** Recorded information **
--- START ---
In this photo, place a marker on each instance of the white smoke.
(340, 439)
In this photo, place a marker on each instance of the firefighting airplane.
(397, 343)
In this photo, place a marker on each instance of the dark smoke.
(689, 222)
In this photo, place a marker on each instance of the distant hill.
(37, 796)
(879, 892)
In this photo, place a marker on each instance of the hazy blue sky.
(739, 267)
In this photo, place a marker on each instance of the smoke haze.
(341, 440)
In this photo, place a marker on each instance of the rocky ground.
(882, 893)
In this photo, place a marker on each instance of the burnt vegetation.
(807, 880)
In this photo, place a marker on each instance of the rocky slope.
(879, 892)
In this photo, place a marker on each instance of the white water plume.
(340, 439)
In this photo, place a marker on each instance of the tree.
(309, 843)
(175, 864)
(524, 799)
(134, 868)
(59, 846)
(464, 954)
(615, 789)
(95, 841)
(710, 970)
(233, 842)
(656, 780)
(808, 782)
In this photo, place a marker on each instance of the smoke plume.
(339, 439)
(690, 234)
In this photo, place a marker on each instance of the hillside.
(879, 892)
--- END ---
--- START ---
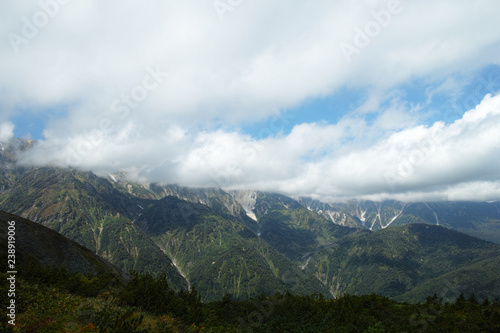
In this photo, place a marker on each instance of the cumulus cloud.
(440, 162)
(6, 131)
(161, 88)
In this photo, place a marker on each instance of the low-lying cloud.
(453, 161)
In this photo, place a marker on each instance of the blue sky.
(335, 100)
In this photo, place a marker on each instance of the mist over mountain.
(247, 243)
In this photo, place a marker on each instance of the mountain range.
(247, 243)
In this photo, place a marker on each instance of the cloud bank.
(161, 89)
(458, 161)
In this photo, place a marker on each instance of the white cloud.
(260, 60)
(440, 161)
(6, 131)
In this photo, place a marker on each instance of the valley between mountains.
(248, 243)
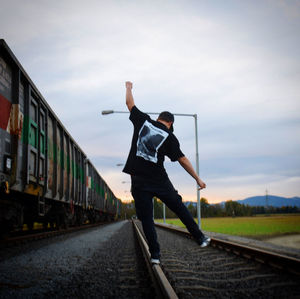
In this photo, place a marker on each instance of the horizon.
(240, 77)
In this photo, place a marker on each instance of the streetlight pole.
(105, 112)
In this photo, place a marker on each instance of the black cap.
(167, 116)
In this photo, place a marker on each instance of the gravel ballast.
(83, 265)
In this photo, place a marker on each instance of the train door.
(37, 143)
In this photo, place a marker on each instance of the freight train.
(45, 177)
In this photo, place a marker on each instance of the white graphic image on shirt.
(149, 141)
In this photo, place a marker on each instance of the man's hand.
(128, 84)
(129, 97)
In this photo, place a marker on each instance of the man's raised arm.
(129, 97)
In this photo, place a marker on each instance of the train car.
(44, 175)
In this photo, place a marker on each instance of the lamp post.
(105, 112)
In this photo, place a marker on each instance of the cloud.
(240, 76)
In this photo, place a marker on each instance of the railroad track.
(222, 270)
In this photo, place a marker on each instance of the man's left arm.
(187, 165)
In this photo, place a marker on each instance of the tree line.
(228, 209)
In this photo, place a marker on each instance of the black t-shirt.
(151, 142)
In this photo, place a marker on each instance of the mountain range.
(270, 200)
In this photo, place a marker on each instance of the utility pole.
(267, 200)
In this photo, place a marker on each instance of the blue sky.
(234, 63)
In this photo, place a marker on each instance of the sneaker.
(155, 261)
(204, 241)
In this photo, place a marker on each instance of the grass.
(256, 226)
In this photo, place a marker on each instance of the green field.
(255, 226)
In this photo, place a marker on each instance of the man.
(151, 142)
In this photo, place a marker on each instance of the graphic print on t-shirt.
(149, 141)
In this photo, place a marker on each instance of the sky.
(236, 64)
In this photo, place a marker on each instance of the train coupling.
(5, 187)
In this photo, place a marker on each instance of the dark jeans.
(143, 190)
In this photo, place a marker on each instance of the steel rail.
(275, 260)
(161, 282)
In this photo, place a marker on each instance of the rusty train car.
--- END ---
--- START ---
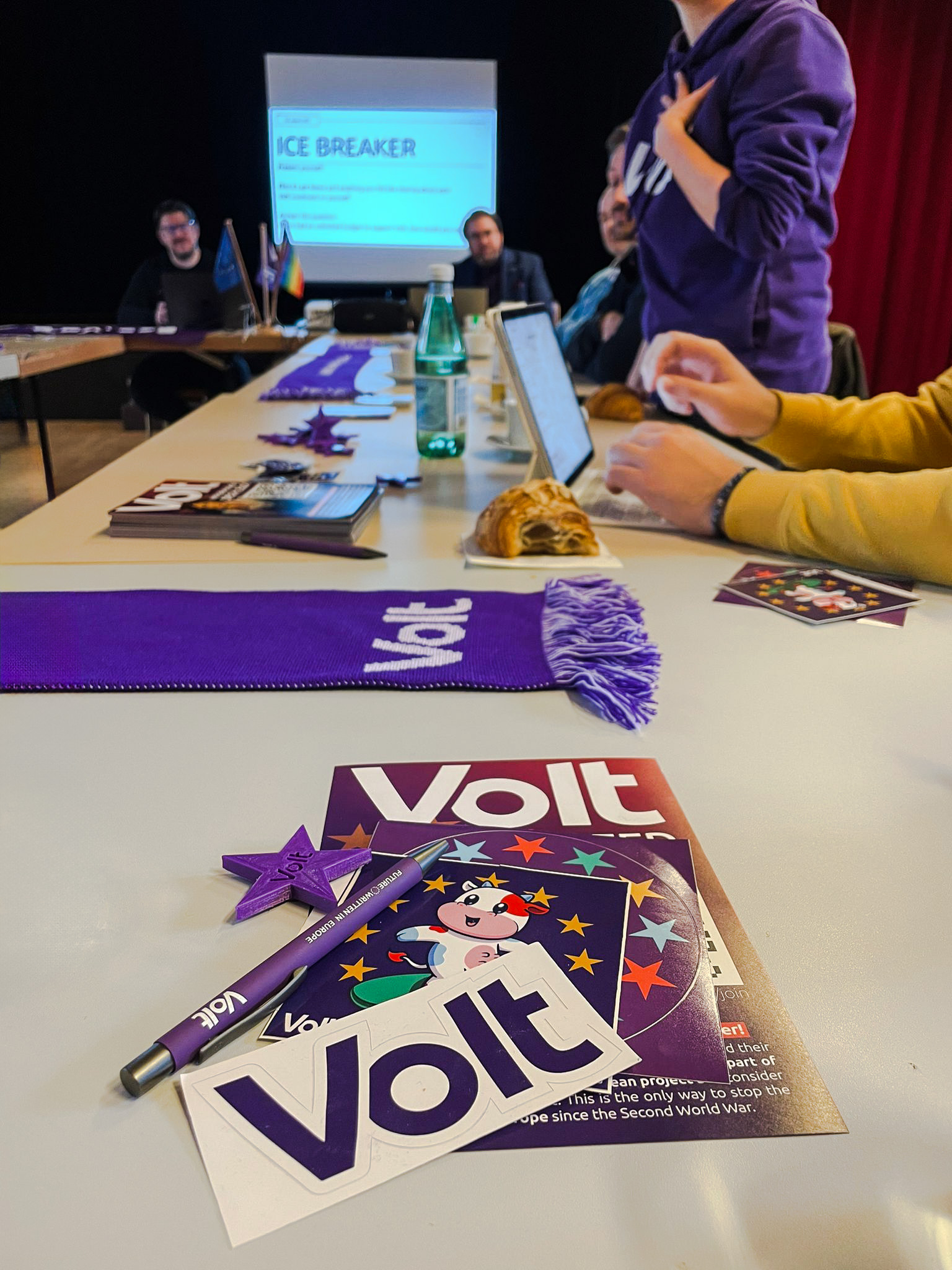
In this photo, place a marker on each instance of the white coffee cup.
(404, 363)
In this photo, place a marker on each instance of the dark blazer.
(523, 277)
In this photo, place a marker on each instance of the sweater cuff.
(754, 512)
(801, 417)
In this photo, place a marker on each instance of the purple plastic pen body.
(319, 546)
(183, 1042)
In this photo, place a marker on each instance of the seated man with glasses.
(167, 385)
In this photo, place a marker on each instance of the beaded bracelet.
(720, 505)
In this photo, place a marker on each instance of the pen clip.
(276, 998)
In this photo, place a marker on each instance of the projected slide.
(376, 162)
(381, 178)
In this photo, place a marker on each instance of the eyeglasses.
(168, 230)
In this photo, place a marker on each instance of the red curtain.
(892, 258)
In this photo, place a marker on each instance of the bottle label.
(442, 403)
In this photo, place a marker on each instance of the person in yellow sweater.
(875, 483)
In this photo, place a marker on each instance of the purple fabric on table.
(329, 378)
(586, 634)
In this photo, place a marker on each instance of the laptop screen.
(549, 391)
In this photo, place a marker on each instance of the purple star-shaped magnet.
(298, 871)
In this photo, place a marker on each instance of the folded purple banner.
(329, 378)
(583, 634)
--- END ---
** Exercise directions **
Of the entries above, transcribe exactly those lines that fall between the line containing "the green field." and the line containing "rusty train car.", together with those two lines.

** Task solution **
In this photo, place a marker on each instance of the green field.
(255, 226)
In this photo, place a marker on each instance of the man.
(151, 142)
In this photo, place a marker on each instance of the graphic print on t-shirt.
(149, 141)
In this photo, place a marker on each instance of the sky.
(236, 64)
In this photo, place a marker on each instance of the train coupling.
(5, 187)
In this photo, place a marker on each instance of the dark jeans.
(143, 190)
In this photo, place a marker on each instance of the steel rail.
(275, 260)
(161, 282)
In this photo, place a marker on each instance of the rusty train car.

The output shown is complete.